• _Задание 1_:
Определите, соответствуют ли тексту о Мельникове утверждения (а), (б) и (в). Для каждого ответьте «да» или «нет» и приведите точную цитату, которая это подтверждает. (а) После окончания архитектурного факультета БПИ автор работал в Белгоспроекте. (б) Автор позвонил Мельникову и попросился в гости. (в) О смерти Мельникова автор узнал из некролога в чешском архитектурном журнале.
• _Задание 2_:
Какого числа, согласно тексту о Мельникове, Всевышний призвал к себе архитектора?
• _Задание 3_:
Замените в тексте о Мельникове "Белгоспроекте" на "Минскпроекте" и перепишите отрывок. Начните со слов "Прошли три года, и" и закончите словами "архитектуры советского авангарда.".

• _Фрагмент текста_:
★ ★ ★
Прошли три года, и судьба подарила еще одну встречу с Константином Степановичем Мельниковым. После окончания архитектурного факультета БПИ я работал в Белгоспроекте и, будучи в командировке в Москве, свободное время, как и раньше, посвящал изучению архитектуры советского авангарда.
…Вновь и вновь брожу вокруг дома Мельникова в Кривоарбатском переулке. Ищу видовые точки для фотографирования. Есть проблемы: кругом плотная городская застройка 1940—1950-х годов, а перед главным фасадом — высокий деревянный забор. Что делать? Звонить и проситься в гости не хватает смелости: от визитеров у Мельникова нет отбоя, десятилетия незаслуженного забвения с середины 1960-х годов сменились долгожданным признанием. Хожу вдоль забора, пытаюсь на него взобраться, еще немножко и… встречаюсь взглядом с Константином Степановичем. Он стоит у раскрытого кухонного окна первого этажа на расстоянии каких-то полутора метров от меня и с умилением наблюдает за неловкими телодвижениями юного поклонника. От великого до смешного один шаг: глупо улыбаясь, я с грохотом сваливаюсь с забора в июльскую пыль. Потирая ушибленное место, ретируюсь, бормоча: “Ничего-ничего, я еще приду к Вам в гости, Константин Степанович, я еще успею…”. Не успел. 28 ноября 1974 года Всевышний призвал к себе Архитектора Мельникова…
С большим опозданием это печальное известие дошло до меня некрологом, опубликованном в чешском архитектурном журнале. Нам осталась завещана неразгаданная магия творений Константина Мельникова, ломающих все стереотипы и догмы. И если ранний Корбюзье декларировал, что “дом — это машина для жилья”, то куда же отнести крошечный шедевр московского Кривоарбатского переулка?
★ ★ ★
• _Исходные данные_:
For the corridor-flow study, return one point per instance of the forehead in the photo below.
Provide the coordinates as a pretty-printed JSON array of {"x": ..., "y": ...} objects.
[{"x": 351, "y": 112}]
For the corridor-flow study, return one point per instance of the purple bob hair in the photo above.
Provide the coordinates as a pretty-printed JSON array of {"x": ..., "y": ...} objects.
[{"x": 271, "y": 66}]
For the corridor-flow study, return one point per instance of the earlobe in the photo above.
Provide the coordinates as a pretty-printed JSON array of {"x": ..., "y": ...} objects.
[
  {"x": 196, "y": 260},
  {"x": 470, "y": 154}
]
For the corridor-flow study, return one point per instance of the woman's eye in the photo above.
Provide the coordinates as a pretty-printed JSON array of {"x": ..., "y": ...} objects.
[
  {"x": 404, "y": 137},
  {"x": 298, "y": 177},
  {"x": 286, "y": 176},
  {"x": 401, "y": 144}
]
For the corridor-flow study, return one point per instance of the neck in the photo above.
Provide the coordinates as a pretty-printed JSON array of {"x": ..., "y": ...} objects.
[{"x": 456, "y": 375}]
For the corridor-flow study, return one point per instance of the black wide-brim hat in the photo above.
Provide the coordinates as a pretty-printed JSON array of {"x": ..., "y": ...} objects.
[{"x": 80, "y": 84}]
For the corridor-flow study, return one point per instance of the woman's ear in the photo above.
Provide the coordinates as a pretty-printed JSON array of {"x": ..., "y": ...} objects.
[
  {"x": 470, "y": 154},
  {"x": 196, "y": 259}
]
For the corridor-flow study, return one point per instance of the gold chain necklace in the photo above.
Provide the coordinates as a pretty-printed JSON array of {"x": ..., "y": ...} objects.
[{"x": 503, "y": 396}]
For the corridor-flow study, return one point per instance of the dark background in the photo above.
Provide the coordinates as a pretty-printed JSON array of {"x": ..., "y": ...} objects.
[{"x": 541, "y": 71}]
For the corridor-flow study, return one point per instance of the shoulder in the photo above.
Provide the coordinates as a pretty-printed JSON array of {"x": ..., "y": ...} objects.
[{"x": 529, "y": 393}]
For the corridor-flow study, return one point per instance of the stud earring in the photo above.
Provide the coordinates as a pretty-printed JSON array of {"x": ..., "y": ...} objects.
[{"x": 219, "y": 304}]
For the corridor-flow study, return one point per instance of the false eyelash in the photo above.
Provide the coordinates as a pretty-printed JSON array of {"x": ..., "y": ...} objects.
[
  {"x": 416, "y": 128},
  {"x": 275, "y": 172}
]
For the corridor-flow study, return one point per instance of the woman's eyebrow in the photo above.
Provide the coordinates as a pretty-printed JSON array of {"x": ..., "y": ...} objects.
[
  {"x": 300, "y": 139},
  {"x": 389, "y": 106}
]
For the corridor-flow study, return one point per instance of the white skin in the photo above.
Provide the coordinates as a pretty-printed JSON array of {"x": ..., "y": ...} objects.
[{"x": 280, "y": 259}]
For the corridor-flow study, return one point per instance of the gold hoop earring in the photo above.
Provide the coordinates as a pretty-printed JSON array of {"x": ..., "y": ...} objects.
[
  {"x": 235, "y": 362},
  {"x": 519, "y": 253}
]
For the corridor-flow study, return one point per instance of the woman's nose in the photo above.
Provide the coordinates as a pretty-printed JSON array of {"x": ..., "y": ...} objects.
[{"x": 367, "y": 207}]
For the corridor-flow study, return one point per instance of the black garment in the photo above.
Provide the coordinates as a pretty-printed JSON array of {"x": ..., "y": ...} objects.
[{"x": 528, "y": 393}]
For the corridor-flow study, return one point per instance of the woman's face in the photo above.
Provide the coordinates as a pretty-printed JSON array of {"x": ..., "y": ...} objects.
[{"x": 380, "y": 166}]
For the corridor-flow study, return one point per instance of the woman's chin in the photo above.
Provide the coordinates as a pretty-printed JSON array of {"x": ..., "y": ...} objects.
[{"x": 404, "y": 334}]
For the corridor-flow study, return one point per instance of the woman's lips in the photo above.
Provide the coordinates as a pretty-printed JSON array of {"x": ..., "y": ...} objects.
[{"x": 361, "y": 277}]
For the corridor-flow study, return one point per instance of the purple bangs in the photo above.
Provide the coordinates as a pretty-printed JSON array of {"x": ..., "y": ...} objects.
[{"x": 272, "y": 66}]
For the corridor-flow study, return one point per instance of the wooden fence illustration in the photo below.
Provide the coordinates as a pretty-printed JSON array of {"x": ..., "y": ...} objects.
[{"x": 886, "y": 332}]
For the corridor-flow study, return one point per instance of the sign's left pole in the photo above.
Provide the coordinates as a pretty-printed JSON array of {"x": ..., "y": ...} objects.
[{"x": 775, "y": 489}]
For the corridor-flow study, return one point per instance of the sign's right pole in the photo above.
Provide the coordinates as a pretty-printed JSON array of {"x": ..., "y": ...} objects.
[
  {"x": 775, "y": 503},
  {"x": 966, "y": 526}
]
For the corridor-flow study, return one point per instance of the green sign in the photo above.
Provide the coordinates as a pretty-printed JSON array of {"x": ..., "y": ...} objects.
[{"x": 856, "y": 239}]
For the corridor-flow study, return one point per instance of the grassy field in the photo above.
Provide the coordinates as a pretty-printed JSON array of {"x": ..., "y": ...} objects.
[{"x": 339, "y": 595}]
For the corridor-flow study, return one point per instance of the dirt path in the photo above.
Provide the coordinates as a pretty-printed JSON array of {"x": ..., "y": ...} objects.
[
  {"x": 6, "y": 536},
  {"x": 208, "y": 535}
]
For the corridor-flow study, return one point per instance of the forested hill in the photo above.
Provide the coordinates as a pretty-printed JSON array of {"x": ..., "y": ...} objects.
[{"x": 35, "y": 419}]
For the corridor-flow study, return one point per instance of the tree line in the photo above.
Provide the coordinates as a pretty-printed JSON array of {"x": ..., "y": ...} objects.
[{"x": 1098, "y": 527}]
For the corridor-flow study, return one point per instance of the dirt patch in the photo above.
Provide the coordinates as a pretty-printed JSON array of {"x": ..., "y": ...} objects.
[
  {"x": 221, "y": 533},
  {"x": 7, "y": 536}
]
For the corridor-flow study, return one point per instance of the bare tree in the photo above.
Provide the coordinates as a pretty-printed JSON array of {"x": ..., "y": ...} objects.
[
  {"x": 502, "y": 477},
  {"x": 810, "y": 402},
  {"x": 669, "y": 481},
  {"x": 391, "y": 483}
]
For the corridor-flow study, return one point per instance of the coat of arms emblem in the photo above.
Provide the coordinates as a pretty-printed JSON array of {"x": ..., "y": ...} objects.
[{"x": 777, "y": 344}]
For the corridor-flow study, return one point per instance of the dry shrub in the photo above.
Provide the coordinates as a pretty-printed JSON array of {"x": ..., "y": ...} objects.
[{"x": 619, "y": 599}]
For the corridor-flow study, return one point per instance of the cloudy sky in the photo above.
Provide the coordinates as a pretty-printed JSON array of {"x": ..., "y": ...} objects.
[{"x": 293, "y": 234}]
★ ★ ★
• _Результат 1_:
(а) Да: «После окончания архитектурного факультета БПИ я работал в Белгоспроекте».
(б) Нет: «Звонить и проситься в гости не хватает смелости».
(в) Да: «это печальное известие дошло до меня некрологом, опубликованном в чешском архитектурном журнале».

• _Результат 2_:
28 ноября 1974 года.

• _Результат 3_:
Прошли три года, и судьба подарила еще одну встречу с Константином Степановичем Мельниковым. После окончания архитектурного факультета БПИ я работал в Минскпроекте и, будучи в командировке в Москве, свободное время, как и раньше, посвящал изучению архитектуры советского авангарда.